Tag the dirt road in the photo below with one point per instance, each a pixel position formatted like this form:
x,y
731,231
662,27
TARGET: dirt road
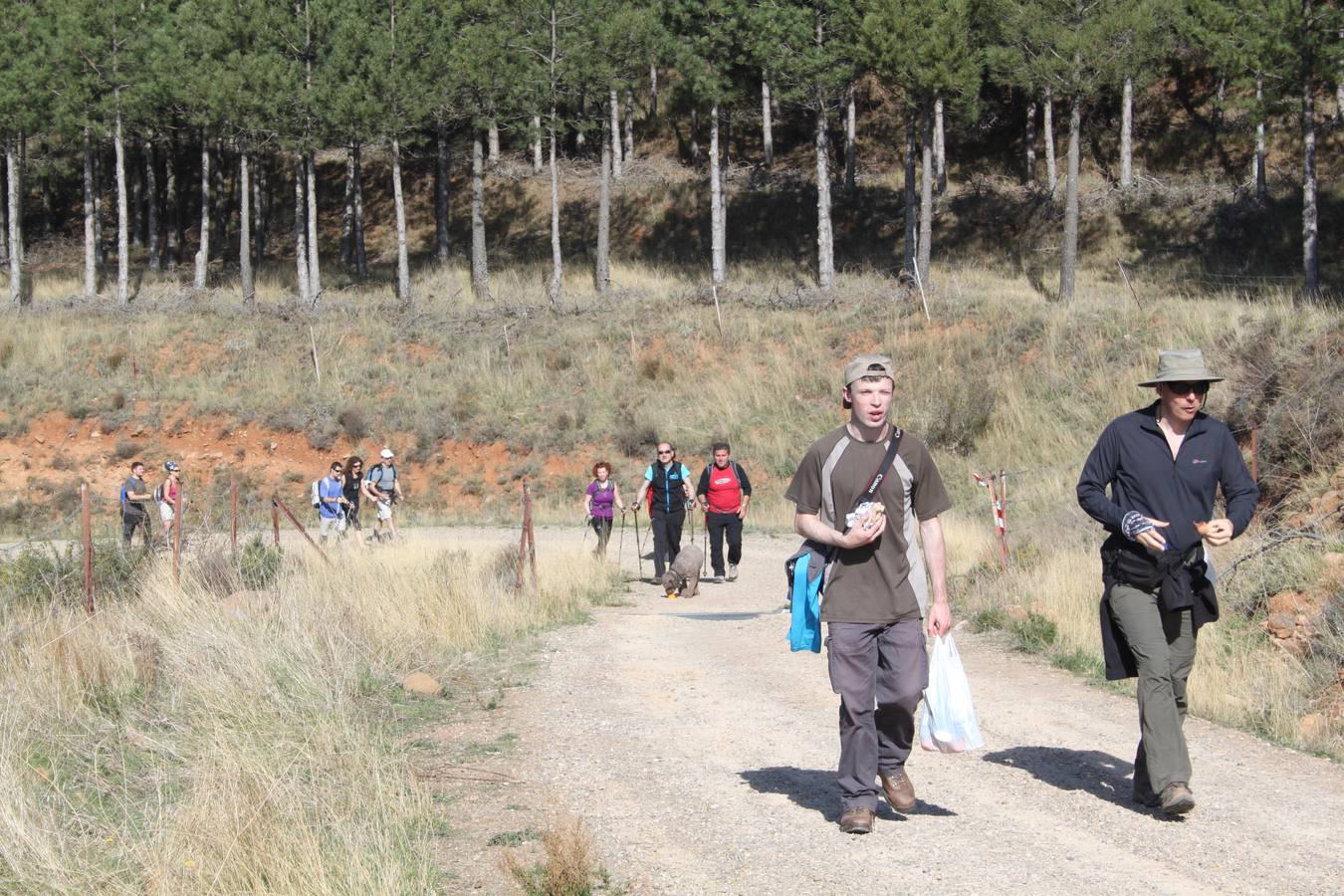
x,y
702,753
**********
What is being asked
Could you reproduce every line of the records above, requests included, with each pixel coordinate in the answers multiplied by 1.5 and rounded to a whole number (halves round up)? Keep the numbers in the requests and their sample coordinates unchanged, and leave out the pictures.

Answer to this problem
Tag the dirt road in the photo below with one point per instance, each a pixel position formatted like this form:
x,y
731,231
662,27
TARGET: dirt road
x,y
1053,1130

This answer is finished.